── Dataset records

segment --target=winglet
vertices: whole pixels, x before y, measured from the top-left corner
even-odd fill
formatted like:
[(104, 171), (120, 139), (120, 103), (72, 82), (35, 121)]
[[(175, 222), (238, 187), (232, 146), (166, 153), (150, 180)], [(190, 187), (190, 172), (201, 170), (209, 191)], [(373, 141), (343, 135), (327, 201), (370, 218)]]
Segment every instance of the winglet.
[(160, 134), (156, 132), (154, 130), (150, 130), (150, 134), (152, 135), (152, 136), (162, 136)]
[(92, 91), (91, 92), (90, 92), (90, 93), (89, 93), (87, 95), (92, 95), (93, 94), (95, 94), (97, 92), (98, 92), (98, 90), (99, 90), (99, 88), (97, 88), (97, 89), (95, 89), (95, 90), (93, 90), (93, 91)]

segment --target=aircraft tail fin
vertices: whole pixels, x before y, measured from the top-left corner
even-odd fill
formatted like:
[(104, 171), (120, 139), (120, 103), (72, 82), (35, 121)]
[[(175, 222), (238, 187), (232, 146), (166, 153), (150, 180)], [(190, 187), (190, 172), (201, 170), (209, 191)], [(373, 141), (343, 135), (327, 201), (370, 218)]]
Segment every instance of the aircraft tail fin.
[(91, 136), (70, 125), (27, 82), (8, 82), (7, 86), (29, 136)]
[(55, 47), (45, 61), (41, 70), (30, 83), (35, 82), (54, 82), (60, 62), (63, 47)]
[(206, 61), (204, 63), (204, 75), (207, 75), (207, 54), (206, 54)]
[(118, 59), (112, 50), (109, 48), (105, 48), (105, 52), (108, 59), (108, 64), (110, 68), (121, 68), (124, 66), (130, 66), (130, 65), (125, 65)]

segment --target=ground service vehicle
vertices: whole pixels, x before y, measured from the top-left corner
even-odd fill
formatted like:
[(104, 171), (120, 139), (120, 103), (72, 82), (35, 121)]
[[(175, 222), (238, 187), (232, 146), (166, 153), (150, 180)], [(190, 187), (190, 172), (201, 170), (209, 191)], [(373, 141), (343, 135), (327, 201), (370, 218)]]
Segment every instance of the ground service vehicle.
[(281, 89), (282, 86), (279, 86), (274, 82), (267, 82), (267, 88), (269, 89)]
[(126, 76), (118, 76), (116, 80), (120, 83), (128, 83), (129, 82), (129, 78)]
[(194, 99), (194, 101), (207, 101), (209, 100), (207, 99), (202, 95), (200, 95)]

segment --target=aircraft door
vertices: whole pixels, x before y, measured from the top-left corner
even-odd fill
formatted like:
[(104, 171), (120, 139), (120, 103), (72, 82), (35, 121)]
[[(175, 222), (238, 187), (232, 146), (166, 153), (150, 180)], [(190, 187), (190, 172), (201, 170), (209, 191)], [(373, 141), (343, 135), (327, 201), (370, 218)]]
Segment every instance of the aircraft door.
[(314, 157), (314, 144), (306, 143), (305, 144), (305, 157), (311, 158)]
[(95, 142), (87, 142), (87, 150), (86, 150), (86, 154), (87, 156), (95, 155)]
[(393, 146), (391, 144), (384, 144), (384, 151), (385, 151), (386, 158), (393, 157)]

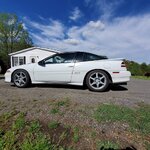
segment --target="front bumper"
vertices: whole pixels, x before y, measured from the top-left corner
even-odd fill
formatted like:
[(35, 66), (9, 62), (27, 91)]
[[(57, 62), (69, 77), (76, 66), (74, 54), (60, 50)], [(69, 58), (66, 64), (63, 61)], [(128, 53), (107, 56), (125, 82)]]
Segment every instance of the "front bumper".
[(5, 73), (5, 82), (11, 82), (11, 72)]

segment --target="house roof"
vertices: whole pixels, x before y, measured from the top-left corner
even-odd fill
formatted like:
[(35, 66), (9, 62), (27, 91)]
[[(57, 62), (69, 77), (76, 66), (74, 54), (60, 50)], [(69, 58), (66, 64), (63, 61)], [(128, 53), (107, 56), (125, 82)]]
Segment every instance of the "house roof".
[(12, 55), (15, 55), (15, 54), (20, 54), (20, 53), (27, 52), (27, 51), (31, 51), (31, 50), (34, 50), (34, 49), (40, 49), (40, 50), (43, 50), (43, 51), (54, 52), (54, 53), (60, 53), (60, 51), (55, 50), (55, 49), (41, 48), (41, 47), (30, 47), (30, 48), (23, 49), (23, 50), (14, 52), (14, 53), (10, 53), (9, 56), (12, 56)]

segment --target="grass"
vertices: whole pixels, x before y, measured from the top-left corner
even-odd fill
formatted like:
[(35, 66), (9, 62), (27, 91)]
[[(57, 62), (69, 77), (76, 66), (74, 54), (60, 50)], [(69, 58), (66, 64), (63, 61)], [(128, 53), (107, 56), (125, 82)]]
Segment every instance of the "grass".
[(98, 122), (125, 122), (129, 124), (130, 129), (150, 135), (150, 106), (141, 104), (137, 109), (130, 109), (113, 104), (102, 104), (95, 110), (94, 118)]
[(74, 127), (73, 128), (73, 141), (75, 143), (77, 143), (79, 141), (79, 128), (78, 127)]
[[(52, 107), (62, 111), (61, 108), (66, 110), (68, 104), (64, 100), (57, 101), (52, 104)], [(47, 123), (42, 120), (28, 121), (25, 113), (5, 113), (0, 116), (0, 150), (85, 149), (87, 145), (84, 144), (87, 141), (91, 144), (89, 145), (91, 149), (119, 149), (126, 144), (134, 145), (134, 141), (138, 141), (140, 144), (143, 142), (144, 148), (150, 149), (149, 105), (139, 103), (137, 108), (131, 109), (114, 104), (100, 104), (94, 110), (93, 107), (89, 107), (85, 110), (85, 114), (89, 111), (93, 112), (95, 125), (100, 128), (102, 125), (104, 130), (107, 130), (113, 123), (120, 127), (126, 123), (128, 130), (120, 128), (119, 132), (121, 131), (122, 134), (118, 134), (118, 130), (115, 131), (112, 128), (114, 134), (109, 136), (109, 132), (99, 132), (95, 127), (86, 126), (86, 123), (84, 127), (79, 124), (67, 124), (67, 122), (63, 125), (55, 121), (59, 119), (58, 116), (53, 116), (53, 121)], [(87, 117), (90, 117), (91, 121), (93, 120), (91, 116), (87, 115)], [(110, 126), (107, 126), (109, 124)], [(125, 136), (125, 139), (129, 138), (129, 141), (126, 143), (122, 140), (122, 136)], [(81, 145), (82, 147), (80, 147)]]
[(60, 109), (62, 107), (68, 107), (70, 104), (70, 100), (68, 98), (65, 98), (64, 100), (62, 101), (56, 101), (56, 102), (53, 102), (51, 105), (52, 105), (52, 109), (50, 110), (50, 113), (51, 114), (62, 114), (60, 112)]
[(119, 149), (119, 145), (115, 142), (112, 142), (112, 141), (99, 141), (97, 143), (97, 147), (98, 149), (101, 149), (101, 150), (115, 150), (115, 149)]
[(146, 77), (146, 76), (132, 76), (132, 78), (142, 79), (142, 80), (150, 80), (150, 77)]
[(58, 127), (59, 123), (53, 121), (43, 128), (39, 121), (26, 121), (24, 113), (9, 115), (5, 122), (0, 122), (0, 150), (65, 150), (63, 141), (72, 137), (65, 127), (55, 133), (53, 129)]
[(57, 121), (52, 121), (52, 122), (50, 122), (50, 123), (48, 124), (48, 127), (49, 127), (50, 129), (56, 129), (59, 125), (60, 125), (59, 122), (57, 122)]

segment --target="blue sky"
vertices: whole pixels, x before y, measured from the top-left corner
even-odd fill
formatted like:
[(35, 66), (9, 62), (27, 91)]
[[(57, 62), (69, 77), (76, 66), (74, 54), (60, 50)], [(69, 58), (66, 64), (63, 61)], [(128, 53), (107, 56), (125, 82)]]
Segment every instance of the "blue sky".
[(150, 0), (0, 0), (36, 46), (150, 63)]

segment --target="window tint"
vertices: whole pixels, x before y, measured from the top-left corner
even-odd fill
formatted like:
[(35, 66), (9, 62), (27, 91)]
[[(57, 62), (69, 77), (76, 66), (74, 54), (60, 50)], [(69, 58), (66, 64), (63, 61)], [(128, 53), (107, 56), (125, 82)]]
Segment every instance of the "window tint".
[(83, 61), (94, 61), (94, 60), (101, 60), (101, 59), (107, 59), (106, 56), (98, 56), (91, 53), (84, 53)]
[(76, 54), (76, 62), (81, 62), (83, 61), (83, 53), (82, 52), (78, 52)]
[(71, 63), (74, 60), (74, 53), (56, 54), (45, 59), (46, 64)]

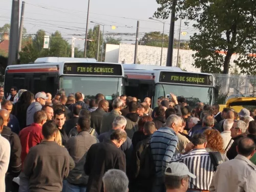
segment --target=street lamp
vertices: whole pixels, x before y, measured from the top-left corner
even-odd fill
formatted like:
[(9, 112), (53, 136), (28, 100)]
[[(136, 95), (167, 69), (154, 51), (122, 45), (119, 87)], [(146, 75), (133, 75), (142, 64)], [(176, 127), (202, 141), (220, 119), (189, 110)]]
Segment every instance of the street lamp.
[(162, 66), (162, 58), (163, 57), (163, 40), (164, 40), (164, 24), (165, 24), (165, 22), (163, 22), (162, 20), (156, 19), (155, 18), (154, 18), (153, 17), (150, 17), (150, 18), (148, 18), (148, 19), (156, 20), (158, 22), (162, 23), (163, 24), (163, 36), (162, 36), (162, 50), (161, 50), (161, 59), (160, 59), (160, 66)]
[[(101, 62), (102, 62), (102, 56), (103, 56), (103, 43), (104, 42), (103, 40), (103, 37), (104, 37), (104, 27), (105, 26), (105, 25), (101, 24), (100, 23), (97, 23), (97, 22), (94, 22), (93, 21), (91, 21), (91, 23), (92, 23), (93, 24), (95, 24), (99, 25), (100, 26), (103, 26), (103, 31), (102, 31), (102, 45), (101, 45), (101, 58), (100, 59), (100, 60)], [(99, 35), (100, 34), (100, 30), (99, 30)], [(99, 53), (99, 47), (98, 47), (98, 53)], [(97, 55), (98, 56), (98, 55)]]

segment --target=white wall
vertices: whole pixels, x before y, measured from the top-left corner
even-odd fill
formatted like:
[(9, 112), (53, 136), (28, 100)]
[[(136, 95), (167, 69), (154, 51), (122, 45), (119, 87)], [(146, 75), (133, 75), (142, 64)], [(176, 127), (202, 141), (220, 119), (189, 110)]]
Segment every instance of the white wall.
[(119, 45), (106, 45), (106, 52), (105, 54), (105, 62), (118, 62), (119, 54)]
[[(120, 44), (120, 46), (115, 45), (106, 45), (106, 62), (114, 62), (122, 63), (124, 60), (125, 63), (133, 63), (134, 60), (134, 51), (135, 45), (132, 44)], [(141, 64), (148, 65), (158, 65), (160, 64), (161, 48), (151, 46), (139, 46), (138, 48), (138, 59)], [(118, 52), (118, 54), (117, 53)], [(174, 67), (177, 65), (178, 49), (174, 49), (173, 63)], [(163, 58), (162, 66), (165, 66), (166, 62), (167, 49), (163, 49)], [(192, 50), (180, 49), (179, 54), (181, 60), (181, 68), (187, 71), (200, 72), (200, 69), (195, 68), (192, 65), (194, 59), (192, 55), (196, 52)], [(223, 54), (223, 56), (225, 55)], [(236, 59), (236, 55), (232, 56), (230, 59), (230, 71), (234, 66), (233, 60)]]

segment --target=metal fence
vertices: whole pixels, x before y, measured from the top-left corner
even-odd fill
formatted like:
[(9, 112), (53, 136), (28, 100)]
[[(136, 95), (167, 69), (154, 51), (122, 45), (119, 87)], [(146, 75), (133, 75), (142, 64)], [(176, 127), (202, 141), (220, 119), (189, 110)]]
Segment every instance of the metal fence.
[(214, 74), (215, 86), (218, 89), (216, 102), (225, 103), (233, 97), (255, 97), (256, 76)]

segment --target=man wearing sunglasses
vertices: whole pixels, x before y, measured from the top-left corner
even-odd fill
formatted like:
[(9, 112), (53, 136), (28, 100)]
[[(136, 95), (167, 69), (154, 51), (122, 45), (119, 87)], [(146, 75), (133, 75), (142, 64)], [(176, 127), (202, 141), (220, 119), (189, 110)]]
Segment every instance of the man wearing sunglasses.
[(237, 146), (239, 141), (246, 137), (245, 132), (247, 125), (244, 121), (234, 120), (233, 126), (230, 129), (231, 137), (234, 141), (230, 147), (227, 152), (227, 157), (229, 160), (233, 159), (238, 155)]
[(6, 100), (10, 100), (13, 103), (17, 102), (18, 100), (17, 91), (18, 90), (16, 87), (12, 87), (11, 88), (11, 94)]

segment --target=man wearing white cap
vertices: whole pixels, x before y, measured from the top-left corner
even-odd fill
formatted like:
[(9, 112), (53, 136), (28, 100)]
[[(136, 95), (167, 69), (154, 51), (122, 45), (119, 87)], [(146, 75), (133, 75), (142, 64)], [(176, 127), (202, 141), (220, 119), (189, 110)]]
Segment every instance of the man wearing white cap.
[(166, 192), (185, 192), (188, 188), (189, 178), (195, 179), (196, 176), (189, 172), (187, 166), (183, 163), (170, 163), (164, 173), (164, 184)]
[(29, 125), (34, 122), (34, 114), (37, 111), (41, 110), (42, 105), (46, 104), (46, 101), (48, 99), (45, 92), (39, 92), (35, 95), (35, 102), (32, 102), (27, 110), (27, 125)]

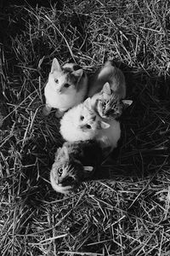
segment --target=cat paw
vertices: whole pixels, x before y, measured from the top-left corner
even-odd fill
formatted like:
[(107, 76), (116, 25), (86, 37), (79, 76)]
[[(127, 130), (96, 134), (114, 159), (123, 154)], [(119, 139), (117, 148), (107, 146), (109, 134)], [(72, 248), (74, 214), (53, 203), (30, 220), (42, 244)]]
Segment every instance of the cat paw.
[(51, 111), (51, 108), (49, 108), (45, 106), (45, 107), (43, 107), (42, 112), (44, 116), (48, 116), (49, 114), (50, 111)]
[(57, 109), (57, 111), (55, 112), (55, 117), (58, 119), (60, 119), (60, 118), (62, 118), (64, 113), (65, 113), (64, 111), (60, 111), (60, 110)]

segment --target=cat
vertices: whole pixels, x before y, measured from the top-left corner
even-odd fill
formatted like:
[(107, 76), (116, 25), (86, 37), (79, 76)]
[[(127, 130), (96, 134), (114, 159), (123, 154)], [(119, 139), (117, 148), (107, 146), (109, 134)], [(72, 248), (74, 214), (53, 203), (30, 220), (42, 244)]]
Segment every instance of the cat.
[(65, 113), (60, 120), (60, 133), (69, 142), (95, 139), (103, 148), (112, 150), (121, 137), (121, 128), (117, 120), (99, 116), (88, 97)]
[(95, 141), (65, 143), (58, 148), (50, 172), (53, 189), (70, 193), (94, 173), (101, 160), (101, 147)]
[(92, 105), (98, 114), (105, 119), (119, 118), (122, 111), (133, 103), (131, 100), (122, 100), (119, 94), (115, 93), (108, 82), (101, 91), (92, 96)]
[(74, 63), (60, 67), (58, 60), (53, 60), (51, 72), (44, 88), (46, 105), (42, 109), (45, 116), (52, 108), (57, 108), (56, 117), (82, 102), (88, 92), (88, 77), (83, 69)]
[(126, 96), (126, 82), (123, 73), (112, 65), (111, 61), (105, 63), (104, 67), (89, 78), (88, 97), (92, 97), (101, 91), (104, 84), (109, 83), (110, 90), (120, 99)]

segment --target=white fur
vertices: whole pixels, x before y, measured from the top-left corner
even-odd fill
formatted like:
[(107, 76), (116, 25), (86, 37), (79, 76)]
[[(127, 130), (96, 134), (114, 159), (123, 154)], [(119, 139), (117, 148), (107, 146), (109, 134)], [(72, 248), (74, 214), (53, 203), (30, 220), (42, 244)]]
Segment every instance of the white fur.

────

__Exercise details__
Add 29 to every polygon vertex coordinate in the answers and reproduce the data from its first line through the line containing "90), (93, 91)]", inclusive. Keep all other lines unchanged.

__Solution to the problem__
segment --target=winglet
vertices: whole pixels, x before y, measured from the top-left corner
even-odd fill
formatted like:
[(104, 171), (120, 139), (120, 103), (72, 82), (35, 121)]
[[(175, 222), (238, 187), (232, 146), (166, 153), (150, 180)], [(190, 187), (190, 172), (201, 170), (209, 191)], [(373, 141), (343, 135), (327, 201), (370, 218)]]
Segment every instance of the winglet.
[(189, 163), (185, 161), (183, 159), (179, 159), (179, 163), (181, 164), (181, 165), (191, 165)]
[(121, 120), (120, 121), (119, 121), (119, 122), (118, 122), (116, 124), (121, 124), (122, 123), (124, 123), (126, 121), (127, 121), (127, 119), (128, 119), (128, 117), (126, 117), (126, 118), (124, 118), (124, 119), (122, 119), (122, 120)]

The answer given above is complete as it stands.